_Required work_:
Change "small wave" to "ripple" in the stretch from the line containing "Could you locate every dark" through the line containing "[0,299,640,426]", and give only those lines back with everything else left as is.
* START *
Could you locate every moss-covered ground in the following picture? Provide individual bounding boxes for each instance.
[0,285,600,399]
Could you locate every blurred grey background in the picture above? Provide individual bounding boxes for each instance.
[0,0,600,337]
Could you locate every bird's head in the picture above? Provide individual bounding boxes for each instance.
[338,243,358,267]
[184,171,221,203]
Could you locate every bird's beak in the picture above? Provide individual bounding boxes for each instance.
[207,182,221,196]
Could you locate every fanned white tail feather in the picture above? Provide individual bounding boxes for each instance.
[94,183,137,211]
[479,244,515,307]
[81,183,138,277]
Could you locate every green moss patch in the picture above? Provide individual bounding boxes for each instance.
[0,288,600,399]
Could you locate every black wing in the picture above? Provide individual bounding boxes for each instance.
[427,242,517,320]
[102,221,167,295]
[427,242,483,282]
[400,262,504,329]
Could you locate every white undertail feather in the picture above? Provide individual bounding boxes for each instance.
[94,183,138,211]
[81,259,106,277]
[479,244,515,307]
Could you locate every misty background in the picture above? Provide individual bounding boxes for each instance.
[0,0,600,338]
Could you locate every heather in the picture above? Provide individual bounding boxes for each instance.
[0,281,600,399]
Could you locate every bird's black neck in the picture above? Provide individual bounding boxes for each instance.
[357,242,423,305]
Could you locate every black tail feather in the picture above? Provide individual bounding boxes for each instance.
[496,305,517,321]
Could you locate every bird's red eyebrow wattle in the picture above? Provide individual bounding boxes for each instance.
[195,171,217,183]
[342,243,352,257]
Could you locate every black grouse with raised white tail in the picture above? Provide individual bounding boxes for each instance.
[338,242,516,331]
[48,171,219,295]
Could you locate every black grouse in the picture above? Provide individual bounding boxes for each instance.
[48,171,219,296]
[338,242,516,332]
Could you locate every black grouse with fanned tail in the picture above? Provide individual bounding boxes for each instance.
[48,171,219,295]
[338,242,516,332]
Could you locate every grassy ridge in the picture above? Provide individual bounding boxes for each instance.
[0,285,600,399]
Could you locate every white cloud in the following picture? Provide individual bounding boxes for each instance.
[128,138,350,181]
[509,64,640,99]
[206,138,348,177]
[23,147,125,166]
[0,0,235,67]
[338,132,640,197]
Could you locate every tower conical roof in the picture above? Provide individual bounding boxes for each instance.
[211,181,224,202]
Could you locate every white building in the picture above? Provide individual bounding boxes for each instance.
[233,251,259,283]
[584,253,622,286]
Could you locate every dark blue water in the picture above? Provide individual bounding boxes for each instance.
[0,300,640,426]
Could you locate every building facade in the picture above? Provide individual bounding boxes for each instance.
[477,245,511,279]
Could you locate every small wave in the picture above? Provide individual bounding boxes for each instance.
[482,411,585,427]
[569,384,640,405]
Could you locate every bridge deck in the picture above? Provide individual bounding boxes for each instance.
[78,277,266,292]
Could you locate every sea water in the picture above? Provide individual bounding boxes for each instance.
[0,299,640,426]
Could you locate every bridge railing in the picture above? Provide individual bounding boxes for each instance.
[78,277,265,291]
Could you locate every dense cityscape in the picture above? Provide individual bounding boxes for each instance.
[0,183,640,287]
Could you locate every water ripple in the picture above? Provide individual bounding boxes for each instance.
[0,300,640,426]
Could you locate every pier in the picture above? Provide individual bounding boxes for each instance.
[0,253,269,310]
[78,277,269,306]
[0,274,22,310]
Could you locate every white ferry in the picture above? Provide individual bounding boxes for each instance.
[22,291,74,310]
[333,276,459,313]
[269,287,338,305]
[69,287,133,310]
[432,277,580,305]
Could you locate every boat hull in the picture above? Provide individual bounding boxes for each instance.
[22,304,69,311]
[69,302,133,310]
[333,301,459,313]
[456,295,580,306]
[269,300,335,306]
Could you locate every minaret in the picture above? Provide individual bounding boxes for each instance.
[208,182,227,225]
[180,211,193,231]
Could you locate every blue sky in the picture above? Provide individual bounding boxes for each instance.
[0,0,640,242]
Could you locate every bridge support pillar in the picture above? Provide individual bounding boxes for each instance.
* END *
_Exercise output_:
Could you locate every dark blue water in the picture above? Provide individual bounding boxes for each instance.
[0,300,640,426]
Could you locate every building facade in the picture above? Provide individual bounding boxes for each instance.
[477,245,511,279]
Could you locate every ripple in the picture above? Provide individual bounding boxes for each instance.
[482,411,585,427]
[569,384,640,405]
Could you locate every bridge deck in the picture above? Provide individual bounding boxes for each instance.
[78,277,266,292]
Could you locate every sea water in the picture above? Provide individual bounding boxes for each instance.
[0,299,640,426]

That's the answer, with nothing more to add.